Data:
___

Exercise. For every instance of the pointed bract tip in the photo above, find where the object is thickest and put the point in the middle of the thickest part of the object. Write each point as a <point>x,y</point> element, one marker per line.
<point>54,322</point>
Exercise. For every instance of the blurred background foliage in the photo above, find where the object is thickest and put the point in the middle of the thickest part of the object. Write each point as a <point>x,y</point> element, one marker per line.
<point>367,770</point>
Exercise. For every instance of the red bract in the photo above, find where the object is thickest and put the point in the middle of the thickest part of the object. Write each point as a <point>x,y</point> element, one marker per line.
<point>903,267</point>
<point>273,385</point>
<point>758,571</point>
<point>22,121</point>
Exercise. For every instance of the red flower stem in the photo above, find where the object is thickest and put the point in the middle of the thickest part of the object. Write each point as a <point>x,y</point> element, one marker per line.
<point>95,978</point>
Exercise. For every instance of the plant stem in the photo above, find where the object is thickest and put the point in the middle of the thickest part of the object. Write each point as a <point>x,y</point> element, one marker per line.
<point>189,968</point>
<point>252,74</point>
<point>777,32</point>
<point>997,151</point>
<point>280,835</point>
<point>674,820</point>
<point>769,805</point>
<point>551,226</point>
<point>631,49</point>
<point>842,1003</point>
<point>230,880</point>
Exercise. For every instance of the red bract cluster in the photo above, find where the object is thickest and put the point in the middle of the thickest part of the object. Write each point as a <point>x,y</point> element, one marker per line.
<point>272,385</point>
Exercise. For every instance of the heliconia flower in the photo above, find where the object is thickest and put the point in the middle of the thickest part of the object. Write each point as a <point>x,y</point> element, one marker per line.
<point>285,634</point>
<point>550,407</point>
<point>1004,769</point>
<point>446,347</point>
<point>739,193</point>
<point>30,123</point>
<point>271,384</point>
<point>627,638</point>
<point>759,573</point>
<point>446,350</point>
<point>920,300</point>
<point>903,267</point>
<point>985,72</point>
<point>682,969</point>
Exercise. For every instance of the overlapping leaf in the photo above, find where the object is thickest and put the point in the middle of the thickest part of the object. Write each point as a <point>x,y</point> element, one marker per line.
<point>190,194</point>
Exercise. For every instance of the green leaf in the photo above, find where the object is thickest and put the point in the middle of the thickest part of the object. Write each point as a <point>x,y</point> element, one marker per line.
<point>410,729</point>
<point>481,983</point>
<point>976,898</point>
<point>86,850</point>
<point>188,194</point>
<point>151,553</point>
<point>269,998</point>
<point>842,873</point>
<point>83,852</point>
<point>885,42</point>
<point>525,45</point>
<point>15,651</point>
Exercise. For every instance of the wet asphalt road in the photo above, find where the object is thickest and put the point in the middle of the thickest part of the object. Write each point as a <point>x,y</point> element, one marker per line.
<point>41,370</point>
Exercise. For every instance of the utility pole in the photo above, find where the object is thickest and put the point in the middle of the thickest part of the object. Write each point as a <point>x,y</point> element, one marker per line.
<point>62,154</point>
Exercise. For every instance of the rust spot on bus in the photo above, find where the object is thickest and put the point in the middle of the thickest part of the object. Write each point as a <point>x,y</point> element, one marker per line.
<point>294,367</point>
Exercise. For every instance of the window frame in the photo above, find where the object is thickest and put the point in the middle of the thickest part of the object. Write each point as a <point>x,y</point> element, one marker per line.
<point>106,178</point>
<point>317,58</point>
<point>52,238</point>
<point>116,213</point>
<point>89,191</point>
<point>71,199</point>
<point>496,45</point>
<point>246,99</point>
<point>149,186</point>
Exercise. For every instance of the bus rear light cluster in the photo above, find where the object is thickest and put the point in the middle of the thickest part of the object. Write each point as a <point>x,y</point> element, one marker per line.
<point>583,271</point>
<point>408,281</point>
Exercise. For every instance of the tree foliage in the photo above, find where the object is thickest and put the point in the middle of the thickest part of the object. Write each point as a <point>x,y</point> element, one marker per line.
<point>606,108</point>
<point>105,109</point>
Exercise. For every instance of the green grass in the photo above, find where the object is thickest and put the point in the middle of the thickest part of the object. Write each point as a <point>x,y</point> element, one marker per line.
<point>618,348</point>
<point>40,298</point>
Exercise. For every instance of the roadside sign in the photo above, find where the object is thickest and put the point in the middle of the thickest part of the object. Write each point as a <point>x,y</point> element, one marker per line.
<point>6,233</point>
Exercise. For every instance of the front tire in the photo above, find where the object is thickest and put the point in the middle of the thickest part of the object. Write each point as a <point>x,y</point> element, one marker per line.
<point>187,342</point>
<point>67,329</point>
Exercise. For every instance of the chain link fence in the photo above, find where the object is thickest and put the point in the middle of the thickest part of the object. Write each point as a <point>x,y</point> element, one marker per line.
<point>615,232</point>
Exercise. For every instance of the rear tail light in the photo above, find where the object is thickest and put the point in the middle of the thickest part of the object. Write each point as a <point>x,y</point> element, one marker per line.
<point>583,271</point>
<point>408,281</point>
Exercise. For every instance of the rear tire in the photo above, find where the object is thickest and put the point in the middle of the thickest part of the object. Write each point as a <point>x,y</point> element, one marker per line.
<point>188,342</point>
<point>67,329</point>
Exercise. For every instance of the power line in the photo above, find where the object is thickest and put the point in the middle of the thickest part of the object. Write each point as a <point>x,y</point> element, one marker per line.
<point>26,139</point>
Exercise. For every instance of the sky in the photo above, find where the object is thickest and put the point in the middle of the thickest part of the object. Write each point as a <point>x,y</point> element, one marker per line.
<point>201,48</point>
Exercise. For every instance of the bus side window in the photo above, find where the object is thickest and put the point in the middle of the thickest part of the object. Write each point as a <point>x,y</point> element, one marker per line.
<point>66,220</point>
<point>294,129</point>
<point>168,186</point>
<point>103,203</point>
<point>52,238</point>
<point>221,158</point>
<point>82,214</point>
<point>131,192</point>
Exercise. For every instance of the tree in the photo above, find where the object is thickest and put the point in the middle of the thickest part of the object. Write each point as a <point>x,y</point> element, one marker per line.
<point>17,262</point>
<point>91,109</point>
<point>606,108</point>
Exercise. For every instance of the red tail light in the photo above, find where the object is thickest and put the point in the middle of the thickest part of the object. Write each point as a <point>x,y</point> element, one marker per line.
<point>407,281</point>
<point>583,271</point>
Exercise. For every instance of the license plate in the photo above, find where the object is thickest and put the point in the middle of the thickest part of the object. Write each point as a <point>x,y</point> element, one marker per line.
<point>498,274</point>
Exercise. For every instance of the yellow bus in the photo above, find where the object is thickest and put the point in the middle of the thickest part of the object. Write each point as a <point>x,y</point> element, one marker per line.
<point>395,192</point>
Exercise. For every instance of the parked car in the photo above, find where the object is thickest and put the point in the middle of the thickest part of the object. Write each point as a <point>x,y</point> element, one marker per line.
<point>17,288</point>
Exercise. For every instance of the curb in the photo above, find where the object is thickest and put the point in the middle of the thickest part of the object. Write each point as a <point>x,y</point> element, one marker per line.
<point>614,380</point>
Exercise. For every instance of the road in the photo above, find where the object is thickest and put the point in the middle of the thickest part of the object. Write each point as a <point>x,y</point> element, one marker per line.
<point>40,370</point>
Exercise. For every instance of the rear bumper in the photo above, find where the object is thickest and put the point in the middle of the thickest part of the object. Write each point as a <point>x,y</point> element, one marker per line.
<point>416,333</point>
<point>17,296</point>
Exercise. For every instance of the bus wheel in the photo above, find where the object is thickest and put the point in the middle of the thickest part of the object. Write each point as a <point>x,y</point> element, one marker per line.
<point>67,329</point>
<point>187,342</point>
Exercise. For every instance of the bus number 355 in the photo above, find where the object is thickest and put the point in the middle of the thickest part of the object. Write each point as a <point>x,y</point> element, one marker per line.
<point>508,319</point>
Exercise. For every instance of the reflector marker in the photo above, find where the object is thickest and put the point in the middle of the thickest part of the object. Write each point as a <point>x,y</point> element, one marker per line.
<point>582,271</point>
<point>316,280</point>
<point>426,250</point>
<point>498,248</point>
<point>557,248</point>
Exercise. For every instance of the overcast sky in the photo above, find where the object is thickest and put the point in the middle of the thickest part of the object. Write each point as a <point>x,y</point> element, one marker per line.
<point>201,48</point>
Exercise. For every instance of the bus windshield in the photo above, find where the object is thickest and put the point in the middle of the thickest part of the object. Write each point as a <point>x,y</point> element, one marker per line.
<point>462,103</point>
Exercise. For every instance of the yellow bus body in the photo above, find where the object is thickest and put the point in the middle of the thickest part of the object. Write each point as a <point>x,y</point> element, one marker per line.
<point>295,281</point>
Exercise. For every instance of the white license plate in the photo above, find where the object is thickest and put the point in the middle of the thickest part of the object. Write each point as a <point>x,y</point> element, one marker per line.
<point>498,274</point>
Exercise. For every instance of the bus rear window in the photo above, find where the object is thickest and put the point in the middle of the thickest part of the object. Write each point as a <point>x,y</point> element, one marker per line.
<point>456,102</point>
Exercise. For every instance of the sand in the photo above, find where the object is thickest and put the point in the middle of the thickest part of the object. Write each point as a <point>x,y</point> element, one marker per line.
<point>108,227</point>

___

Task to complete: Pull out every line from the one with "Exercise. For every instance of the bus rear window" to the end of the listing, and output only those.

Output of the task:
Exercise. For every instance of the bus rear window in the photo above, find where the object is thickest and put the point in the middle of the thickest part of the object. Write each point as a <point>x,y</point> element, one marker per line.
<point>456,102</point>
Exercise. For every instance of the sand in the photo above, find where the object is thickest and put the point in the middle of the thickest part of the object. Write each point as a <point>x,y</point> element, one marker per line.
<point>108,227</point>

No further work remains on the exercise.